Description of the task. Within the listing below, please copy exactly the lines between the line holding "Where can you find the green bench" and the line holding "Where can you find the girl", inclusive.

Records for the exercise.
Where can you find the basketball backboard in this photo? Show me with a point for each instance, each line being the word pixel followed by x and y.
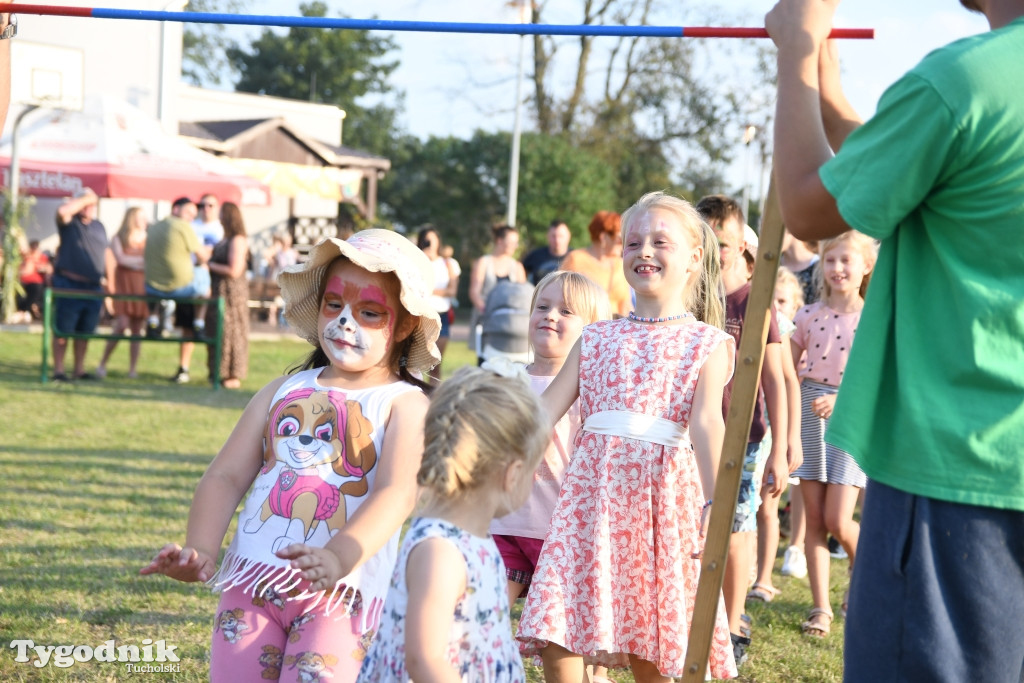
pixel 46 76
* * *
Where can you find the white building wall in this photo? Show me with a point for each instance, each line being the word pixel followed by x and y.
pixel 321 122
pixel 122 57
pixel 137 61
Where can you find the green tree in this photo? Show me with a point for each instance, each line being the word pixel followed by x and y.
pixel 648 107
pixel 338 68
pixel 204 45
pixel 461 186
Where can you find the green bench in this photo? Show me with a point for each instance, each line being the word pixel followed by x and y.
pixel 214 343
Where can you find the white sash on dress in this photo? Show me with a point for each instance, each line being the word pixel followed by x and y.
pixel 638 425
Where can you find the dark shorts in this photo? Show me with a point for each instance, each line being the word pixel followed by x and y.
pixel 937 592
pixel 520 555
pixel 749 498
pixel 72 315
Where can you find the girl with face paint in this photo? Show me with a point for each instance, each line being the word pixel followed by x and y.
...
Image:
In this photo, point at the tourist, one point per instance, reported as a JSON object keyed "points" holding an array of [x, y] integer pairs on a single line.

Answer section.
Where can you find the green bench in this photo? Show me with a point for each instance, each line being the word pixel followed by x and y.
pixel 214 343
Where can you find the white sash on dress in this photo? Show me with a point for each instance, each line being the word pixel followed by x and y.
pixel 638 425
Where can you find the dark shorts in this photo? Show me with a point for each instance, each line being the word pixel followed by x and y.
pixel 937 592
pixel 520 555
pixel 749 498
pixel 72 315
Where can you find the girl with face paint in this photo? Show me with a point for each instance, each line being the word pixel followed by x and y.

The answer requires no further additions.